Exercise directions :: Nothing but the lines from the one with "the blue cap" through the end of the records below should be written out, and each must match word for word.

-----

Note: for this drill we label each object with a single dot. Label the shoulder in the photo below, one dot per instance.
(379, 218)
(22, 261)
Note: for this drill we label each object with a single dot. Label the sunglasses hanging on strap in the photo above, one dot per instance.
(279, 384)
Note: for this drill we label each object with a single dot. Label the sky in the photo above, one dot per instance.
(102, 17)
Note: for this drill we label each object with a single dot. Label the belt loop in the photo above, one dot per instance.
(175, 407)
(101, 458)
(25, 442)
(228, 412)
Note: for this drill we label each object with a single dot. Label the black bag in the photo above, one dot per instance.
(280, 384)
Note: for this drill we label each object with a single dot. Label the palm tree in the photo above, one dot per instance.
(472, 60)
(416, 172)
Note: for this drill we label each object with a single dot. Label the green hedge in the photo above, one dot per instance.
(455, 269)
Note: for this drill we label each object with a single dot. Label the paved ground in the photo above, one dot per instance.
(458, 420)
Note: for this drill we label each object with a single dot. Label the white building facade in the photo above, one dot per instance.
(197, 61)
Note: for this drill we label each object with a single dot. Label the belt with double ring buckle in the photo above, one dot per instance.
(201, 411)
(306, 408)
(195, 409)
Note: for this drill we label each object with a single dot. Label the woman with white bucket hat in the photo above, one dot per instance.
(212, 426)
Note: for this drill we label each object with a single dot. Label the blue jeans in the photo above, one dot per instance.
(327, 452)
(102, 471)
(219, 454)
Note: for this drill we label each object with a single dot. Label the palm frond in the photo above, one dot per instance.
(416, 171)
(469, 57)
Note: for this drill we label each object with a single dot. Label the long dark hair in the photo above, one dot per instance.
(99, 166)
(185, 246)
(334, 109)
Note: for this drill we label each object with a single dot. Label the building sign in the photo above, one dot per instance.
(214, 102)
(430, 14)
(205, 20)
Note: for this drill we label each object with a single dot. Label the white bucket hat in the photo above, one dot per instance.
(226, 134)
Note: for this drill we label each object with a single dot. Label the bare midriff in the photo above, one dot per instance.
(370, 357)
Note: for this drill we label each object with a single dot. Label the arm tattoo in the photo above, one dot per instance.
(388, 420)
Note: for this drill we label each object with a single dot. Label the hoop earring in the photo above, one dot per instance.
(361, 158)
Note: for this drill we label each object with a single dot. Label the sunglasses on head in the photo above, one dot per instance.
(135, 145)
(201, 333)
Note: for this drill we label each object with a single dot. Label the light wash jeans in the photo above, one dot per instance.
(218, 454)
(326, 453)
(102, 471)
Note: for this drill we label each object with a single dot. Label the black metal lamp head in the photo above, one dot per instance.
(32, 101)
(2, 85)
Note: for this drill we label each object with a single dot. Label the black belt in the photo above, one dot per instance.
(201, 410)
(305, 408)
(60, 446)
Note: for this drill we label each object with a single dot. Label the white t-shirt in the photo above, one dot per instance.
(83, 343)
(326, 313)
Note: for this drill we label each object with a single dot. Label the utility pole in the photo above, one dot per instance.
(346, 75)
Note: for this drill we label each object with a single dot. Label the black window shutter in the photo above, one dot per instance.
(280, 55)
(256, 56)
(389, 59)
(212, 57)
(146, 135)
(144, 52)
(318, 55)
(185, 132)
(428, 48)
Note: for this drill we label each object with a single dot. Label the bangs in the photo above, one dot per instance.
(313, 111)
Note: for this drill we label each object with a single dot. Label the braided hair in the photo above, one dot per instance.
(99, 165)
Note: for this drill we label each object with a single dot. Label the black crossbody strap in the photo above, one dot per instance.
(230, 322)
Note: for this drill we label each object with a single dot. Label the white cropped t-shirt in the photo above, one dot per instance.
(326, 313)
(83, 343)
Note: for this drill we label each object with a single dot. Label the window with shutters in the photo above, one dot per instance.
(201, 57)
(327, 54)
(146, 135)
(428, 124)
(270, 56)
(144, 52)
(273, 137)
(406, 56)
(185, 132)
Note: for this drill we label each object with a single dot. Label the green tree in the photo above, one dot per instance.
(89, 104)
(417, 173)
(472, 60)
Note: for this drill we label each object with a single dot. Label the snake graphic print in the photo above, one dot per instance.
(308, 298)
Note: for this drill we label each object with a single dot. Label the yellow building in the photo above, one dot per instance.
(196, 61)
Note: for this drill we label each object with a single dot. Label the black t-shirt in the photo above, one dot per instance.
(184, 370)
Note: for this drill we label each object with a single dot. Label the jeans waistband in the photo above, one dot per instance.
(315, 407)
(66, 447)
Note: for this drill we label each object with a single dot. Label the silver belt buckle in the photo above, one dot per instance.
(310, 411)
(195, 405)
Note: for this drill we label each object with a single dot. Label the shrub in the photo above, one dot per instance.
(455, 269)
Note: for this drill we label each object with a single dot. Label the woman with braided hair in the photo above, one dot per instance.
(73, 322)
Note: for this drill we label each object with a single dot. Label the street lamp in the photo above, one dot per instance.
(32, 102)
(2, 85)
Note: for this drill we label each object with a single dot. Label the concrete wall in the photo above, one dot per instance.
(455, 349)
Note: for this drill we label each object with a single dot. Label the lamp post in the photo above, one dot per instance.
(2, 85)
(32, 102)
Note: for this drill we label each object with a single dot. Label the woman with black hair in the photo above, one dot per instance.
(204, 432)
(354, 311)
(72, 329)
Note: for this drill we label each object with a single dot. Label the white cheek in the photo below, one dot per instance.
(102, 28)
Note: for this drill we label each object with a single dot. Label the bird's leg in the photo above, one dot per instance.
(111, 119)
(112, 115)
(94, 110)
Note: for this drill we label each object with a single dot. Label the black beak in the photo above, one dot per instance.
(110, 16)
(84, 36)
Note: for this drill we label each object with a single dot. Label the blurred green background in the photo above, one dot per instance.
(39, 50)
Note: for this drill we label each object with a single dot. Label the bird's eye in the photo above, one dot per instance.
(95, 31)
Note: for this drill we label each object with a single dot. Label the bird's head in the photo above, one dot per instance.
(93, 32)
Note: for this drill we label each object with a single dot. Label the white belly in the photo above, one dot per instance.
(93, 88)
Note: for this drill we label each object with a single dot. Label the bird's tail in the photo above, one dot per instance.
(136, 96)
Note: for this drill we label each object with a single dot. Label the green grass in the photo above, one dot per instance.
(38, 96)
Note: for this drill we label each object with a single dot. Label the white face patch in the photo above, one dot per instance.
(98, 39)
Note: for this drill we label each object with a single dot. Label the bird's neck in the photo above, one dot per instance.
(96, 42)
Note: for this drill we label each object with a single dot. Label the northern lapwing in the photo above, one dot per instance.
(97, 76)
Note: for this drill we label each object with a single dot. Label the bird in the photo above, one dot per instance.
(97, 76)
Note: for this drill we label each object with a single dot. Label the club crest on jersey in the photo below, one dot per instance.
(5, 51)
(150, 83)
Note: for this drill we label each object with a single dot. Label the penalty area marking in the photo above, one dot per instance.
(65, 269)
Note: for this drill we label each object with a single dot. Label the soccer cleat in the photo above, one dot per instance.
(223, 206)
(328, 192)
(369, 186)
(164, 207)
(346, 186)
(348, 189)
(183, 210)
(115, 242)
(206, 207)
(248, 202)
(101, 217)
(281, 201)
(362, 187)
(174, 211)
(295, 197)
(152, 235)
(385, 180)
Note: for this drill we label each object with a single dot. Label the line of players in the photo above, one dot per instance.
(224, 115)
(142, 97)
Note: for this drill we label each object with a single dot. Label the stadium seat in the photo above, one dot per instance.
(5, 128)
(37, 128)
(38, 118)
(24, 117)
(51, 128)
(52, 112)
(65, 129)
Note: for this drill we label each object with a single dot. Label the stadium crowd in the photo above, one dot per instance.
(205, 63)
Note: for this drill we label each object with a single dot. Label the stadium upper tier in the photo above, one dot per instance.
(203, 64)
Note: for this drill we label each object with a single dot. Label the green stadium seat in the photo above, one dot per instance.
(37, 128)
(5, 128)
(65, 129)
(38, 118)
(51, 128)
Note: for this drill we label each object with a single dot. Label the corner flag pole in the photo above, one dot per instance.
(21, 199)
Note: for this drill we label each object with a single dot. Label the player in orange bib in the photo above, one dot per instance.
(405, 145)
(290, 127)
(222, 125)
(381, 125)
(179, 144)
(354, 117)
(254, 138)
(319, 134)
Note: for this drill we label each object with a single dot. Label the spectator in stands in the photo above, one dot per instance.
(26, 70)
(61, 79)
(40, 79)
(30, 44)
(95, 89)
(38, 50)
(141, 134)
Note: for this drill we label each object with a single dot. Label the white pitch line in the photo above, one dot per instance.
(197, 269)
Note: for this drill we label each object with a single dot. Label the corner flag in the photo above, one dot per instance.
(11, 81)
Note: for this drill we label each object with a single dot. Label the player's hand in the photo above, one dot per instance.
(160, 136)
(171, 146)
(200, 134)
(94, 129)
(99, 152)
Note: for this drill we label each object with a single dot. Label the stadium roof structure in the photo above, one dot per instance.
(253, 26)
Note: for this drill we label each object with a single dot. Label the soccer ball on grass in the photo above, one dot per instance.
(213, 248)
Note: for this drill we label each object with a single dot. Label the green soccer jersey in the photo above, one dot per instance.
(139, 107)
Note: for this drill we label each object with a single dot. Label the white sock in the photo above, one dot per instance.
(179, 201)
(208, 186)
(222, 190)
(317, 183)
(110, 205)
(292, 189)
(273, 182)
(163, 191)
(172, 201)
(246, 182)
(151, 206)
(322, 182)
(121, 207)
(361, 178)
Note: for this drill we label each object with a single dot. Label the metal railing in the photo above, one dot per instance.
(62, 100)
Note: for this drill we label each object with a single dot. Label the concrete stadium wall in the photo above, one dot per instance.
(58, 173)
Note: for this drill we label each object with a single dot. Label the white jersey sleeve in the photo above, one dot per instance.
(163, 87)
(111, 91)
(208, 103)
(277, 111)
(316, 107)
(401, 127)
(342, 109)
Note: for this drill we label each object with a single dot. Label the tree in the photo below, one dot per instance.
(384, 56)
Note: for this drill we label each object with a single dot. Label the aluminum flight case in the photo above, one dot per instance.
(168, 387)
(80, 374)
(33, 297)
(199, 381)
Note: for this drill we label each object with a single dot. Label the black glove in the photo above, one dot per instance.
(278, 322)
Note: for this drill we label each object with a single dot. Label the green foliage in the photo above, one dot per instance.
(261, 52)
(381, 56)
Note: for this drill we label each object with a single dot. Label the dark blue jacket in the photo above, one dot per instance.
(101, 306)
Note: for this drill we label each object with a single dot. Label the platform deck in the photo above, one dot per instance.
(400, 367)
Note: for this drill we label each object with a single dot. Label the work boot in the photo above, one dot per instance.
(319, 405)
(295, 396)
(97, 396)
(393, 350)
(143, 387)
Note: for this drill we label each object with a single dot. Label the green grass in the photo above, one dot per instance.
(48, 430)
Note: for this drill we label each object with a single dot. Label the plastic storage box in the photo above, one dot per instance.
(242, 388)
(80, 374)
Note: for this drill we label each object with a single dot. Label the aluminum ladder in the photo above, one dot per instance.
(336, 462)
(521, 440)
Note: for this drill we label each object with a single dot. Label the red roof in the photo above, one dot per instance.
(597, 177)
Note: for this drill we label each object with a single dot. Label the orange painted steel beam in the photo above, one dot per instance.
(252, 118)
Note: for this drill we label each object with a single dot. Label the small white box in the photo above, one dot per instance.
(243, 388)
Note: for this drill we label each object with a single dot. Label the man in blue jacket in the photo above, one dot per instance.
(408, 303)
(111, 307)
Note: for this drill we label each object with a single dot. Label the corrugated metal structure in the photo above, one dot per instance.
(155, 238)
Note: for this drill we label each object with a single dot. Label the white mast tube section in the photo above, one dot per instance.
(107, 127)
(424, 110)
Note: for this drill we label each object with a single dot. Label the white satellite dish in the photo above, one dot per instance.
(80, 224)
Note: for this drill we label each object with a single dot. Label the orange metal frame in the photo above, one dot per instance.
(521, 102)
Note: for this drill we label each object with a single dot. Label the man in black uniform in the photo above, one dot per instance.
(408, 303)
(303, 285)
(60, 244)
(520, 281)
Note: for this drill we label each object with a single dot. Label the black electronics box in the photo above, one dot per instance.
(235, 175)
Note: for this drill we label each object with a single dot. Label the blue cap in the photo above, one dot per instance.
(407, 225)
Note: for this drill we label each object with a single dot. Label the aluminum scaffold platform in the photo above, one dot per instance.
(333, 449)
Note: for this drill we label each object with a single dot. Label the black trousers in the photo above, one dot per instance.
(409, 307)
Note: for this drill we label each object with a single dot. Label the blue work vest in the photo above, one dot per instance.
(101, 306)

-----

Result of this exercise ::
Note: for this drill we label each object with a single dot. Label the blue cap in the photo above, one dot per instance.
(407, 225)
Note: for this drill we label each object with a single dot. Label the aluminum scaffold platform in the photo above, one dot per instance.
(333, 449)
Note: for this drill we label each object with a single dot. Label the black trousers in the photo above, one dot per instance.
(409, 307)
Note: for this drill we label each object with a single dot. Label the blue work vest in the photo above, one dot per instance.
(101, 306)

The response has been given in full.